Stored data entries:
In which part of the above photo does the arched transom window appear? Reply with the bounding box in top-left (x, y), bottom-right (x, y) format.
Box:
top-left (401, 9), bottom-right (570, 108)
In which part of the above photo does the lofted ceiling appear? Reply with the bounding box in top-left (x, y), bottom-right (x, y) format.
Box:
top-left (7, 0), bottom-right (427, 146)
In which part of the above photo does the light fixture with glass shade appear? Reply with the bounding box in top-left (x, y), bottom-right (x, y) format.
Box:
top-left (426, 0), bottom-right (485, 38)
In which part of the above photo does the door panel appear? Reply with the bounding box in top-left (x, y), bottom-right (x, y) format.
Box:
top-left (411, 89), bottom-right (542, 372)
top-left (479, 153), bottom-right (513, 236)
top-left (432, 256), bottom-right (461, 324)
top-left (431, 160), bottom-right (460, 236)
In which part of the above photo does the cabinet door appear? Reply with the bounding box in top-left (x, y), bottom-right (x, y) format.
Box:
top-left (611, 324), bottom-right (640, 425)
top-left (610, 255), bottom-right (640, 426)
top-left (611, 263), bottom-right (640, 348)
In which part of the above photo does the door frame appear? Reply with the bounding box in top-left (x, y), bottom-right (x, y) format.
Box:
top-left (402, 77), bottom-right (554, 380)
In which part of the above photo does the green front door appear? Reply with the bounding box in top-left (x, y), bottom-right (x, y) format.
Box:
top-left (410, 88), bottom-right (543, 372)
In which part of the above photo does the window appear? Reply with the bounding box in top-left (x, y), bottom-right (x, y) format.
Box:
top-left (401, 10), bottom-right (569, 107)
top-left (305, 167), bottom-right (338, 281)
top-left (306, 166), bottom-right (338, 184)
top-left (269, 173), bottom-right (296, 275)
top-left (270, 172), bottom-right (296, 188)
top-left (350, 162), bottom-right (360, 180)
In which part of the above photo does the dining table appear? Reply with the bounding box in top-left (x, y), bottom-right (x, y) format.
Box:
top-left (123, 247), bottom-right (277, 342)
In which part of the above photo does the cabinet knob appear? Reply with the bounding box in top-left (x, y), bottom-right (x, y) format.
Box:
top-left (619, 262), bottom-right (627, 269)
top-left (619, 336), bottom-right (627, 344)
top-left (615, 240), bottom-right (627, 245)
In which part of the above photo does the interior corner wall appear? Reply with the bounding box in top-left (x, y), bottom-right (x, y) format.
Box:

**Task objective**
If a line in the records holds the string "which", count it, and give only the total.

**Answer box**
11